O mais problemático é que nem mesmo se trata de uma base forte, como a de outrora, mas sim de um petismo desarticulado eleitoralmente ou desgastado, quando se trata das parcelas não vacilante. Ao não responder aos anseios da classe, o governo enfraquece sua base orgânica, injetando-a com uma significativa dose de desânimo e esgotando suas cartadas românticas ou suas promessas vazias de um radicalismo democrata que não veio e, consequentemente, perde adesão na sua base eleitoral oscilante. Então, ataques como este às parcelas mais radicais da dita esquerda, tanto de sua base quanto das organizações que orbitam a tragédia eleitoral que se desenha para 2026, somando-se a ações como suspensão dos eventos históricos contra a ditadura, tem um duplo caráter; trair sua base e se mergulhar definitivamente na dinâmica que tornou Lula III cada vez mais refém do grande capital.


Mas quem somos nós para questionar o único trabalhador da história humana a chegar no poder, não é mesmo?
------------------------------------------------------------
Enunciado A -
Diga se cada afirmação concorda com o texto apresentado e cite as palavras exatas que decidem: (i) a base do governo é forte como a de outrora; (ii) o governo perde adesão na sua base eleitoral oscilante; (iii) o texto menciona a suspensão dos eventos históricos contra a ditadura.
Enunciado B -
Reproduza fielmente tudo o que vai de “O mais problemático” até “do grande capital.” no texto apresentado.
------------------------------------------------------------
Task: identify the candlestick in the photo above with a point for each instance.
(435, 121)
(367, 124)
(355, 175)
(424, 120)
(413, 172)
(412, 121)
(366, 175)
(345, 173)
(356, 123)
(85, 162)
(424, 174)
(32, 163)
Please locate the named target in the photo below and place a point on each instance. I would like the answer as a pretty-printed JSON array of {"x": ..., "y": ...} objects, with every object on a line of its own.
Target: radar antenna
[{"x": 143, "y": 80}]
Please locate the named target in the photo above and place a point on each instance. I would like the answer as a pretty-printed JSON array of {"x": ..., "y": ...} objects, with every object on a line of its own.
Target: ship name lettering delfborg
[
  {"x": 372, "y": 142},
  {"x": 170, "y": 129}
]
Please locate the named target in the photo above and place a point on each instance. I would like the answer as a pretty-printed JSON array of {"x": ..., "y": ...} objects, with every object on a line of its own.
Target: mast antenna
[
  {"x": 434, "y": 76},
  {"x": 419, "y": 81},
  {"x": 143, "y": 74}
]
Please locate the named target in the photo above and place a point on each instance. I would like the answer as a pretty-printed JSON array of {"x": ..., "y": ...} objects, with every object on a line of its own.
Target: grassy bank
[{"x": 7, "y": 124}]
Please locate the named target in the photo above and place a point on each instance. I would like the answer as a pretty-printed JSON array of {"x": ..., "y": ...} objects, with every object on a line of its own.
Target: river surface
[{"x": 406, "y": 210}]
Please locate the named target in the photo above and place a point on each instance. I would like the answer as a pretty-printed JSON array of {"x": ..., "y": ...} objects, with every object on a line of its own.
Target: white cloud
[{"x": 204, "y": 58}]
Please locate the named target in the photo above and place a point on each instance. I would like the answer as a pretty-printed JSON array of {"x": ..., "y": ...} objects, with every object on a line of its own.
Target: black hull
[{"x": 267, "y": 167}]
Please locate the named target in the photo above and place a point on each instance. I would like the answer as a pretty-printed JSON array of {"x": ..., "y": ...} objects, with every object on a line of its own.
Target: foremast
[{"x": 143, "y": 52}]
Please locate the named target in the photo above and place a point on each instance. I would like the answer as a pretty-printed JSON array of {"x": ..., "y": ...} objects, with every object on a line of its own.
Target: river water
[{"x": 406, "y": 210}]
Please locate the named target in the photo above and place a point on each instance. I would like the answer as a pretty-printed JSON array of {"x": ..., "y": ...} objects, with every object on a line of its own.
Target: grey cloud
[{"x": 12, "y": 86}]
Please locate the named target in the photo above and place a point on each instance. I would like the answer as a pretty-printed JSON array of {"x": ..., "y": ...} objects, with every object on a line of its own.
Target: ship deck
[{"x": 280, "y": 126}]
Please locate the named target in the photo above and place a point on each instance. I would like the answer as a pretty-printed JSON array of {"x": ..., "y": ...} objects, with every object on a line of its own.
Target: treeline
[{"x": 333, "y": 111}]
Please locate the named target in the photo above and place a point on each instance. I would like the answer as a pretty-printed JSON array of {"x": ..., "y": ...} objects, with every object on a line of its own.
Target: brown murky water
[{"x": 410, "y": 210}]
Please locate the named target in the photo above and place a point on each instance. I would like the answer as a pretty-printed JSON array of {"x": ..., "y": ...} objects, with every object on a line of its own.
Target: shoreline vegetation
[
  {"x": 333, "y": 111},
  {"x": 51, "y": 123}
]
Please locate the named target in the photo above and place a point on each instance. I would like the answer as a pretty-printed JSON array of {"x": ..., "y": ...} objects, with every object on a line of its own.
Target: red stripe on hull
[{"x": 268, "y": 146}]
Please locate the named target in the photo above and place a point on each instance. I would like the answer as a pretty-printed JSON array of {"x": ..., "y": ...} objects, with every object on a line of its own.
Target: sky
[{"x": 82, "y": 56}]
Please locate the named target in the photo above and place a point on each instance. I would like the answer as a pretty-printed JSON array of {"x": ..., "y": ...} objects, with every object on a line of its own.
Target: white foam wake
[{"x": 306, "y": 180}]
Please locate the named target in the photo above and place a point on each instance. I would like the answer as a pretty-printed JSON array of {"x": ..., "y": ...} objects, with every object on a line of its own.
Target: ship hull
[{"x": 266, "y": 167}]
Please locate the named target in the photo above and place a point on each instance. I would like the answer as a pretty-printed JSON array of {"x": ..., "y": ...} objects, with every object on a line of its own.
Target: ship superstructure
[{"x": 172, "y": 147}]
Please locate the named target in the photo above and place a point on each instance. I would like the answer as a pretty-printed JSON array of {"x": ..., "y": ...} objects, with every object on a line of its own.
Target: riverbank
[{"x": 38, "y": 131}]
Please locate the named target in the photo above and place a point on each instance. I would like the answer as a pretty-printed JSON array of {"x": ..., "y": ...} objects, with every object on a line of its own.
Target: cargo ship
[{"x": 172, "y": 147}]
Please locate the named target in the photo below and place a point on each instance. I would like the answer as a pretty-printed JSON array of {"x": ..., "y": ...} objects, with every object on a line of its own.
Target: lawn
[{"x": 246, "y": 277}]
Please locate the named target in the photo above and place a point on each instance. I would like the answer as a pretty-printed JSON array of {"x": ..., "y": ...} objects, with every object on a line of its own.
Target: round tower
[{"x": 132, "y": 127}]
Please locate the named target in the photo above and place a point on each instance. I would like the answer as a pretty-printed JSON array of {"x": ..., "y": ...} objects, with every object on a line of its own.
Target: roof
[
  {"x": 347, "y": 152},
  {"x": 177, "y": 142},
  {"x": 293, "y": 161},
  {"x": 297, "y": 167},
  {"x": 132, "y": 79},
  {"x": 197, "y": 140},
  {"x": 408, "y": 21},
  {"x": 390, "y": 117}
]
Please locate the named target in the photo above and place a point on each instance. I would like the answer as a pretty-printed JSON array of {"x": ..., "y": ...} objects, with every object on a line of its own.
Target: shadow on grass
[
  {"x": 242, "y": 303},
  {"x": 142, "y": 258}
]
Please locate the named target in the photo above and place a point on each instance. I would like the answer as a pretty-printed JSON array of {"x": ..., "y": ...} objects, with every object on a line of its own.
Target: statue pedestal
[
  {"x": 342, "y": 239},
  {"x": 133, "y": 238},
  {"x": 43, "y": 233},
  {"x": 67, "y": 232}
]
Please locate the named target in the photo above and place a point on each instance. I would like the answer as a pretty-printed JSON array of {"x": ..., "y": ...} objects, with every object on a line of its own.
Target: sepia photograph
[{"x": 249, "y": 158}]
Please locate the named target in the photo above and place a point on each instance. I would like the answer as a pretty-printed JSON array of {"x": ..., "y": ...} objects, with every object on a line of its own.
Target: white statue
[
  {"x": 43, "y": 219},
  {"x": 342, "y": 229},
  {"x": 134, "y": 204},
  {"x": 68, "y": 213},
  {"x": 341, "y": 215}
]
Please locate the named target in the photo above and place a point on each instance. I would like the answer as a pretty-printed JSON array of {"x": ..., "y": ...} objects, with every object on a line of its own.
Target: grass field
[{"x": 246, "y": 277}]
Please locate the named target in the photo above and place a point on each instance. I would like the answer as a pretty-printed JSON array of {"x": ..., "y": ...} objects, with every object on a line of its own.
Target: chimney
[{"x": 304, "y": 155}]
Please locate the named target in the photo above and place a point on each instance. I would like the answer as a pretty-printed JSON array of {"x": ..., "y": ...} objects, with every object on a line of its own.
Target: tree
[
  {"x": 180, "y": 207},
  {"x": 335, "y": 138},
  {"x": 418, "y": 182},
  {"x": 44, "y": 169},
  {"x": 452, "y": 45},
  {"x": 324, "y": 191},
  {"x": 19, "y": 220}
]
------------------------------------------------------------
Resposta escrita A -
(i) Não: “nem mesmo se trata de uma base forte, como a de outrora”.
(ii) Sim: “consequentemente, perde adesão na sua base eleitoral oscilante”.
(iii) Sim: “suspensão dos eventos históricos contra a ditadura”.

Resposta escrita B -
O mais problemático é que nem mesmo se trata de uma base forte, como a de outrora, mas sim de um petismo desarticulado eleitoralmente ou desgastado, quando se trata das parcelas não vacilante. Ao não responder aos anseios da classe, o governo enfraquece sua base orgânica, injetando-a com uma significativa dose de desânimo e esgotando suas cartadas românticas ou suas promessas vazias de um radicalismo democrata que não veio e, consequentemente, perde adesão na sua base eleitoral oscilante. Então, ataques como este às parcelas mais radicais da dita esquerda, tanto de sua base quanto das organizações que orbitam a tragédia eleitoral que se desenha para 2026, somando-se a ações como suspensão dos eventos históricos contra a ditadura, tem um duplo caráter; trair sua base e se mergulhar definitivamente na dinâmica que tornou Lula III cada vez mais refém do grande capital.